Objective: Recast the full listing below as a JSON array of strings, with one string per line and no entries for blank lines. Leave the pictures out of the output.
=-=-=-=-=
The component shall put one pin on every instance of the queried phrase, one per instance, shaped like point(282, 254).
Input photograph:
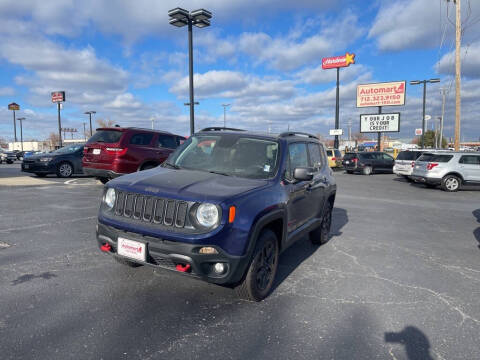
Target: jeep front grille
point(151, 209)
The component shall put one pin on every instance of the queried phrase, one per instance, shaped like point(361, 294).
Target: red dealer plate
point(131, 249)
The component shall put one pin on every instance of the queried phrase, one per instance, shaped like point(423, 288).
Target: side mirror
point(303, 174)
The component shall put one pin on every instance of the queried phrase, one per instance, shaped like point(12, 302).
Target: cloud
point(470, 56)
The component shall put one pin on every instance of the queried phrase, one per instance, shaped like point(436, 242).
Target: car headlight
point(207, 215)
point(110, 198)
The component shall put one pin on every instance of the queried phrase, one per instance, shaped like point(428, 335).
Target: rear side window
point(435, 158)
point(315, 156)
point(141, 139)
point(166, 141)
point(106, 136)
point(470, 160)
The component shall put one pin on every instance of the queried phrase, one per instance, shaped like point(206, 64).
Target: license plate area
point(131, 249)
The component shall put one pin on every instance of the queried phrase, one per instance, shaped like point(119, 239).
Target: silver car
point(450, 170)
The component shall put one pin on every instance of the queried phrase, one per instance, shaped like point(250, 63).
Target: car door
point(298, 201)
point(316, 189)
point(470, 166)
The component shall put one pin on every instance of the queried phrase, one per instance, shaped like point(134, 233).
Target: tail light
point(430, 166)
point(116, 151)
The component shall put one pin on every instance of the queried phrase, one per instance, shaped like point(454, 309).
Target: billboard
point(58, 96)
point(338, 61)
point(13, 106)
point(380, 123)
point(381, 94)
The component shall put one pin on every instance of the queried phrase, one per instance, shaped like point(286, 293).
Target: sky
point(122, 59)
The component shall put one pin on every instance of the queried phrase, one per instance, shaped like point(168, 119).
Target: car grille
point(151, 209)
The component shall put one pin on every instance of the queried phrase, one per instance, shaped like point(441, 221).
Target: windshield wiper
point(218, 173)
point(173, 166)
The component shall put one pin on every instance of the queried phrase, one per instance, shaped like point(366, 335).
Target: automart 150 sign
point(381, 94)
point(380, 122)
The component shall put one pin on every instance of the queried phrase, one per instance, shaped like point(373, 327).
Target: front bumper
=-=-=-=-=
Written answer:
[
  "The component shall put one pin on every instance of the queried phrase, one per instance, shaped like point(282, 254).",
  "Input photograph:",
  "Target: jeep front grille",
  "point(151, 209)",
  "The component shall put one pin on every instance of the queried phrase, one per instance, shaped like point(361, 294).",
  "Target: red dealer plate",
  "point(131, 249)",
  "The component shall put one pin on every instance of the queried phrase, one per instance, shaped like point(423, 288).",
  "Target: side mirror",
  "point(303, 174)",
  "The component shall put one pin on every instance of the queried phrase, one per instance, shaped like point(12, 302).",
  "Target: cloud",
  "point(470, 56)",
  "The component shall put one pin on every instance of the queried phrase, one per instance, shaped like point(436, 242).",
  "Target: car headlight",
  "point(207, 215)",
  "point(110, 198)",
  "The component shall put one pin on every instance of the queried phrase, one per instance, shaped like point(428, 335).",
  "Target: rear side window",
  "point(435, 158)",
  "point(315, 156)",
  "point(141, 139)",
  "point(166, 141)",
  "point(106, 136)",
  "point(470, 160)",
  "The component shall put one pin on every instance of the queried phrase, one per instance, shaped like point(206, 64).",
  "Target: license plate area",
  "point(131, 249)",
  "The component shall put one pin on every instance of the queried phrase, one per instance, shaped like point(119, 239).",
  "Target: silver car",
  "point(450, 170)",
  "The component shall put one pin on every instance of the queried phrase, one per instance, shaped like point(250, 63).",
  "Target: car door",
  "point(298, 201)",
  "point(316, 189)",
  "point(470, 166)",
  "The component shall put one pin on every instance of the queried phrase, one per instance, shaped like point(134, 233).",
  "Target: tail light",
  "point(430, 166)",
  "point(116, 151)",
  "The component shall put one pin on every instance of the queried phrase, one per instance, shaped like point(454, 309).",
  "Target: billboard",
  "point(58, 96)",
  "point(338, 61)",
  "point(13, 106)",
  "point(380, 123)",
  "point(381, 94)",
  "The component shall put one pin on every instance of the queried phrase, one per instance, shaped like point(286, 293).",
  "Target: sky",
  "point(122, 59)",
  "The component shall put one pin on every instance of the queried phrase, one per instance, shaped like point(168, 119).",
  "Target: car grille",
  "point(151, 209)",
  "The component shall put one pin on every instance of the queried phrase, one per instance, shaped like point(441, 221).",
  "Target: windshield wiper",
  "point(218, 173)",
  "point(173, 166)",
  "The component shall put one pin on every instance of the queried phrase, one per instance, shaped like point(366, 335).",
  "Target: automart 150 sign",
  "point(381, 94)",
  "point(380, 122)",
  "The component shall put one pin on every instance of the queried phrase, one per instance, shaped like point(373, 327).",
  "Target: front bumper"
]